_Task details_
In the basketball passage below, what favorite sports memory does Farokhmanesh's player bio list?

** Opening Quoted passage block **

With his team leading with less than a minute to play, most teams would have drained as much of the remaining time off the clock before taking a shot. They would have played it safe and looked to seal the game at the free throw line. Farokhmanesh (pronounced fuh-ROAK-muh-NESH) stunned everyone, most specifically Kansas, by lofting an uncontested three-point shot from the wing early in the shot clock. His shot was pure and the game was all but won. It was an amazing show of courage and calculation. His sweet long-distance stroke has endeared the senior marketing major to a national, and perhaps international, audience. His player bio at Panthers' website lists his favorite sports memory as "qualifying for state basketball tournament at Iowa City West."

I'd imagine that he's got a few new moments to add to his list. Best. Nowruz. Ever.

Day 4 Postmortem: Cinderella in Red

The lady in red is dancing with me cheek to cheek
There's nobody here, it's just you and me, It's where I wanna be
But I hardly know this beauty by my side
I'll never for get, the way you look tonight

Complete with two days of frantically maximizing and minimizing windows on my computer and deftly switching feeds to avoid commercial breaks at work, one daylong marathon of drinking cheap draft beer at a bar and one afternoon into early evening of laying around the house with games on the television, the past 96 hours had a little bit of everything that I've come to love about the NCAA Men's Basketball Tournament.

** Closing Quoted passage block **
** Opening Dataset block **

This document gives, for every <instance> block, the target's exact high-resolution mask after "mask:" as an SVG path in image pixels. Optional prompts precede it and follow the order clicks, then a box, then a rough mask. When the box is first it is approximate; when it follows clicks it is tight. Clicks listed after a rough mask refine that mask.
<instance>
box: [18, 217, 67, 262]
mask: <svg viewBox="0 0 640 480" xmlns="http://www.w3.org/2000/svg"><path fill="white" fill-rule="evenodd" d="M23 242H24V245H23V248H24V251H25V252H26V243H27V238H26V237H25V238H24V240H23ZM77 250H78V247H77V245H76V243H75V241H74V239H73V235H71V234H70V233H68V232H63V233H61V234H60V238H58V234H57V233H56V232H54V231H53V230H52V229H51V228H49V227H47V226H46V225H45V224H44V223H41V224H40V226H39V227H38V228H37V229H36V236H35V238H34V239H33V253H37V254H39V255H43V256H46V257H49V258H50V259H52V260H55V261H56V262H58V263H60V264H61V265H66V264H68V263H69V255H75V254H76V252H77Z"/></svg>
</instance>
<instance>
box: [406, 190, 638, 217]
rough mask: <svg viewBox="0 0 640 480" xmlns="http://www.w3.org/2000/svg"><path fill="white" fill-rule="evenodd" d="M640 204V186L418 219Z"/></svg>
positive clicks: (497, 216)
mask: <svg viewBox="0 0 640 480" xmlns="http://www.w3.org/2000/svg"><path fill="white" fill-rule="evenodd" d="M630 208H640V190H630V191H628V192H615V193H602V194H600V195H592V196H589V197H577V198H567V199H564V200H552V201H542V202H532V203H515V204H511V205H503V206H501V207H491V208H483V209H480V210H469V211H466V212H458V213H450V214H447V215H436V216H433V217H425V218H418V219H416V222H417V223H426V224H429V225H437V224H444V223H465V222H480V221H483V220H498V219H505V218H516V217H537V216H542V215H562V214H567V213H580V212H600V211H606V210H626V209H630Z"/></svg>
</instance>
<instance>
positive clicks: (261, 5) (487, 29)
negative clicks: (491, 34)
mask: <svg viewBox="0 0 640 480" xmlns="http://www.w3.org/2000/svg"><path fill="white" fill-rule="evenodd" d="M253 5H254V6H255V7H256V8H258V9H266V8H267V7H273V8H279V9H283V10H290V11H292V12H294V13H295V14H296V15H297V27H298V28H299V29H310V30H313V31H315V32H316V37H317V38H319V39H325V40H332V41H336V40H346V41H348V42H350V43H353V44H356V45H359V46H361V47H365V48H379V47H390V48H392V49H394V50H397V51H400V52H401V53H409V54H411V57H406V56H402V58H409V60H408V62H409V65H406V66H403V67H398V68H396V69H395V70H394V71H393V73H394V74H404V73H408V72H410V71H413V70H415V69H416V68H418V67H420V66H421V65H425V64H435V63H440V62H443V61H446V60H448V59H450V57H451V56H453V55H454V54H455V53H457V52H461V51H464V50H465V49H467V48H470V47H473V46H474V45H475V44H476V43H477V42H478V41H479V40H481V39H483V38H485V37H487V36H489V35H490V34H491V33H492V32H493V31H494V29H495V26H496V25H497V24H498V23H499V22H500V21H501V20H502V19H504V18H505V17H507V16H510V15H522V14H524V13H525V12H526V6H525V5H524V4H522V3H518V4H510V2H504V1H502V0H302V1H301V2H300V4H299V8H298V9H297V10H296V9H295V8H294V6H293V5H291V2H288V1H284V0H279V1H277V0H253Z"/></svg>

** Closing Dataset block **

_Response for this exercise_
Qualifying for the state basketball tournament at Iowa City West.